+++ Page excerpt

Before becoming president, ‘they are just like us’

Annie Nova: How much do presidents actually manage their own money? I imagine they outsource much of that strategizing and effort.

Megan Gorman: Well, up until most of them become president, they are just like us. They are managing their budgets and trying to grow assets. But what was striking in looking at their finances across different eras is that a lot of the same issues that we struggle with today, are ones that Americans have always struggled with.

The difference is that in many ways it is much harder today to achieve the American Dream. 

After all, Richard Nixon was able to go to college in 1930 for $230 a year. That’s around $8,000 in today’s dollars. And, in 1886, Grover Cleveland could buy a home on 26 and ¼ acres about three miles north of the White House for $21,500, the equivalent of $700,000 today.

‘Money caused and causes anxiety for everyone’

AN: Who was the most frugal president?

MG: Calvin Coolidge was incredibly frugal. He would have told you he was “thrifty.” Part of this comes from advice he received from his father growing up: that it was important to save and allow money to compound. Even when he was in the White House, the head housekeeper complained that he was always poking his head in to check on the cost of food being purchased.

The one that surprises most people was that John F. Kennedy was pretty frugal as well. Just because he came from money didn’t mean he wasn’t keeping an eye on the bottom line. Throughout his life, friends noted that he was “tight with a buck” and monitored costs.

AN: Was there a president who overspent?

MG: The biggest spender of them all was Thomas Jefferson. Jefferson had very nice taste, and that taste was enhanced from his time in France. If there was ever a dinner party you wanted to attend, it was Jefferson’s. Even up to the time he passed away, he was still trying to buy wine on credit.

Interestingly enough, given the debt he had when he was dying — more than $2 million in today’s numbers, he was clever in that he made sure in his estate plan that assets passed to his daughter and son-in-law could not be attached by creditors.

Megan Gorman, author of All The Presidents’ Money.

Photo: Marc Cartwright

AN: For whom did money cause the most anxiety?

MG: Money caused and causes anxiety for everyone. That being said, some handled it better than others. 

For instance, Ronald Reagan used budgeting as a mechanism to manage emotion when it came to money. This is no surprise given that he grew up in a financially unstable household with an alcoholic father. The Reagans would at times have to leave town in the middle of the night to get away from their landlord as they didn’t have the money to pay rent. As Reagan got older, he found that having a budget and sticking to it allowed him to manage his financial anxiety.

++++++

__Your goal__
Continue the interview about presidents and their money from where it stops. The records play no part in this work.

+++ Listed records

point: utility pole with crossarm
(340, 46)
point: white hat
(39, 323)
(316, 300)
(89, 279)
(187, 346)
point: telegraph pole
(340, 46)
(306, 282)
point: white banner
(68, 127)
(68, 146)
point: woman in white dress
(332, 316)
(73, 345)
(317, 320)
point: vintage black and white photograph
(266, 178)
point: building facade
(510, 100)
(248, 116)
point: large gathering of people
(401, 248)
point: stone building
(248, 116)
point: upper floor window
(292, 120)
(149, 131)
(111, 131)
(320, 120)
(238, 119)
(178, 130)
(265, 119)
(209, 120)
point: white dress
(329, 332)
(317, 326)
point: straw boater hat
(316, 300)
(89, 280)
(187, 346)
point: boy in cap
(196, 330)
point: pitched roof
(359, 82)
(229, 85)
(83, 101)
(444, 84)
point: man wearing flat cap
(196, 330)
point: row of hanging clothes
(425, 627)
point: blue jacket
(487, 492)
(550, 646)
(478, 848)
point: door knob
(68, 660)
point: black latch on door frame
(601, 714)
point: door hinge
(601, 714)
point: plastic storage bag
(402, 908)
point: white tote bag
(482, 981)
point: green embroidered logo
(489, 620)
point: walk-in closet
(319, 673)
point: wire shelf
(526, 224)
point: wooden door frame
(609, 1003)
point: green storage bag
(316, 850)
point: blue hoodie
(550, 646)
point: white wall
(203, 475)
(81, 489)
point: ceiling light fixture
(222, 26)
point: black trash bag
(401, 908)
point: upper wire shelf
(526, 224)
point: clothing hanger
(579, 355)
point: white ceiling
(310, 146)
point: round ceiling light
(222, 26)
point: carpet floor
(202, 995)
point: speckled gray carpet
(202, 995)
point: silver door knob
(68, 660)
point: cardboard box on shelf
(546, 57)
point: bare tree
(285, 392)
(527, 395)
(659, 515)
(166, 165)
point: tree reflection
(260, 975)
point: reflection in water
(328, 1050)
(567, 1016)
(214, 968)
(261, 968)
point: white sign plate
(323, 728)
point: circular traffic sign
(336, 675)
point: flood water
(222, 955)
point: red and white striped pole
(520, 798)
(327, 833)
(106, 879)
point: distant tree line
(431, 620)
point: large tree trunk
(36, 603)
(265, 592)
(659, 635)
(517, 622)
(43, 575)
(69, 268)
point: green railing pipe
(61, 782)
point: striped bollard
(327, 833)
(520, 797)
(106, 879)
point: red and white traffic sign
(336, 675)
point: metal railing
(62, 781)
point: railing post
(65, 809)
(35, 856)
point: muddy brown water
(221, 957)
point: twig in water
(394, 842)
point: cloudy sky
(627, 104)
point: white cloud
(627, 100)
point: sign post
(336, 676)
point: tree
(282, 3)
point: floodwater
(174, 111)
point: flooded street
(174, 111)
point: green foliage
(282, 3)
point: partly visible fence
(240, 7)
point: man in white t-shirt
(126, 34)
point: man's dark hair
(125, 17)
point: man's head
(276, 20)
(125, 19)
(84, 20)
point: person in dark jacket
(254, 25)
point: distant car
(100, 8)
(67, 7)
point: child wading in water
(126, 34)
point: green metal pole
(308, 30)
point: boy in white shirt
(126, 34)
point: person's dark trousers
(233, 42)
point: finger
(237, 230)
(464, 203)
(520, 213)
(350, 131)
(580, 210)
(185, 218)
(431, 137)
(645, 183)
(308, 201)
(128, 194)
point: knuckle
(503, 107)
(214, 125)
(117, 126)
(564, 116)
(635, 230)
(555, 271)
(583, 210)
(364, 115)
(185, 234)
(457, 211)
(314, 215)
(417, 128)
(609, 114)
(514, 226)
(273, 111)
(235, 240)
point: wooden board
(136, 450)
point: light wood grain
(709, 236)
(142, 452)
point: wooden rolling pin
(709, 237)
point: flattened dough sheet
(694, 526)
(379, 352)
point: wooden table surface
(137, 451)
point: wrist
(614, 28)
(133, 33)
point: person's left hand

++++++

__Exercise answer__
Early experiences informed money habits

AN: Who had the most financial struggles before becoming president?

MG: Harry Truman is one that easily comes to mind. Truman spent the first four decades of his life going through a lot of financial volatility. From his father losing all their money so he couldn’t go to college, to Truman having a series of unsuccessful business ventures including a zinc mine, an oil well and the famous haberdashery, he really struggled. 

But it wasn’t until he was in the presidency that he was able to save his salary along with a special stipend he received for two years that was tax-free. At the time of his death, he was worth $750,000, or $8 million today.

AN: How did a president’s childhood experiences impact their financial behavior?

MG: The best example would have to be Herbert Hoover.

Hoover’s story could have gone completely wrong for him. He lost both of his parents by the age of 9. He and his siblings are split up among different family members but they share the same financial guardian. So from an early age, Hoover is required to budget and submit his expenses to this guardian.

As he becomes a teenager, he takes on bookkeeping for his uncle’s business and really learns to be a “financial apprentice.” The budgeting and bookkeeping have such an impact on his financial skills that he becomes the treasurer of his class at Stanford. 

He just keeps building on his skill set again and again. That skill set would grow him great wealth — and allow him to do a lot of charitable work over his lifetime.